**Supplied text:**

/---

# Jerky from corned beef?



## apoole (19/7/13)

Hi all,

Has anyone tried making jerky from corned beef? I just put a coned beef into the crock pot & noticed its quite a lean cut - I make jerky in a dehydrator & the leaner the better. 

Adam


----------



## bradsbrew (19/7/13)

Great thread about jerky here.

http://aussiehomebrewer.com/topic/2577-a-beer-accompaniment/page-16


----------



## AndrewQLD (19/7/13)

I use corned beef all the time, works great.


----------



## Bubba Q (19/7/13)

I prefer to use corned beef when making jerky. I like the texture better than plain beef.


----------



## stuchambers (19/7/13)

I have made it a few times now used the recipe from Paul Mercurio's book _cooking with beer. _Have always had good results it takes me about 8 hours in the dehydrator. Definitely give it a go


----------



## Florian (19/7/13)

I honestly thought you're all talking about the tinned stuff and thought wtf, but then had a look in the above mentioned book and it appears I was wrong.


----------



## Bizier (19/7/13)

\---

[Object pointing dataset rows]
/---

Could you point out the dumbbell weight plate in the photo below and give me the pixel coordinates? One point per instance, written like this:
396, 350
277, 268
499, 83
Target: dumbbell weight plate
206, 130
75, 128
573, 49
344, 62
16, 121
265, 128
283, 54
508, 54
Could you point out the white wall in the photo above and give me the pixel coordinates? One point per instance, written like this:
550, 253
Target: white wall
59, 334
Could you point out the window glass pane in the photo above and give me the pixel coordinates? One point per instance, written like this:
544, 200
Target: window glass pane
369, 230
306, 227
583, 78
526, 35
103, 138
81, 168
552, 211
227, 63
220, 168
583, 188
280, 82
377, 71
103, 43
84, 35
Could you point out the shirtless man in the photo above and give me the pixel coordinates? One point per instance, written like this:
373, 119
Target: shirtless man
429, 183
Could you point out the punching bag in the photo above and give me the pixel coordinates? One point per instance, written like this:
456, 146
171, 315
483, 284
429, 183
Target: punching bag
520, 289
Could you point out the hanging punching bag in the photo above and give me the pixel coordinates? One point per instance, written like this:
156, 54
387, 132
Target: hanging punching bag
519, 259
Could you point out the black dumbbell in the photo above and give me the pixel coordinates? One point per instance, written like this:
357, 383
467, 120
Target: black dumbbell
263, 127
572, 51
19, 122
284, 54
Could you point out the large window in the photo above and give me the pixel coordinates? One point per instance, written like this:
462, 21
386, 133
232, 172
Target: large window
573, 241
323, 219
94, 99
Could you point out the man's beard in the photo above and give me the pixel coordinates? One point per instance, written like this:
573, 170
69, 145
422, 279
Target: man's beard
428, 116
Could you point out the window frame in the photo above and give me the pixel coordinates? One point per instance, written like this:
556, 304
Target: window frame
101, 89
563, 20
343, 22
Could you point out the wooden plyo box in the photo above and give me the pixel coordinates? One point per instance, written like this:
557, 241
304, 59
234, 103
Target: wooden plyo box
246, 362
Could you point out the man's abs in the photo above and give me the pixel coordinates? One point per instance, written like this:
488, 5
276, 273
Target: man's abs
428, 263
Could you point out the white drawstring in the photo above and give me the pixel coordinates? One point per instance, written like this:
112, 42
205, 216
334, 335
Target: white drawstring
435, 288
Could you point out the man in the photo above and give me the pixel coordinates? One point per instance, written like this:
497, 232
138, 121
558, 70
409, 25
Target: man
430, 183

\---

**Instructions:**
**A.** Answer these about the corned beef jerky thread:
(i) What appliance does apoole use to make jerky?
(ii) Roughly how long does stuchambers say the jerky takes in the dehydrator?
(iii) What did Florian first think the others were talking about?
**B.** Extend the corned beef jerky thread from its last line.
The records play no part in what comes next.

**Results for the exercise:**
**A.**
(i) A dehydrator
(ii) About 8 hours
(iii) The tinned stuff

**B.**
I might start doing this, it seems quick and easy and my partner has developed an expensive jerky habit.


----------



## DU99 (19/7/13)

i am going to start make my own jerky and going to use Girello.very little fat if any,get the butcher to slice


----------



## apoole (19/7/13)

Florian said:


> I honestly thought you're all talking about the tinned stuff and thought wtf, but then had a look in the above mentioned book and it appears I was wrong.


Nooo no no, that's that horrible mechanically recovered meat. Coles have corned beef portions vac packed at around $10/kg, usually around the 500-700g size, very lean and good in the pot, needs a good wash after unpack aging as its quite salty (as expected)


----------



## apoole (19/7/13)

Looks like a unanimous yes - thanks all.


----------



## Florian (19/7/13)

apoole said:


> Nooo no no, that's that horrible mechanically recovered meat. Coles have corned beef portions vac packed at around $10/kg, usually around the 500-700g size, very lean and good in the pot, needs a good wash after unpack aging as its quite salty (as expected)


That's what I figured, why would anyone want to make jerky out of that stuff. Although, now that I've said it, I might as well give it a try. Will grab a tin when at Aldi next, and maybe grab a pack at coles and do a side by side.


----------



## Rowy (19/7/13)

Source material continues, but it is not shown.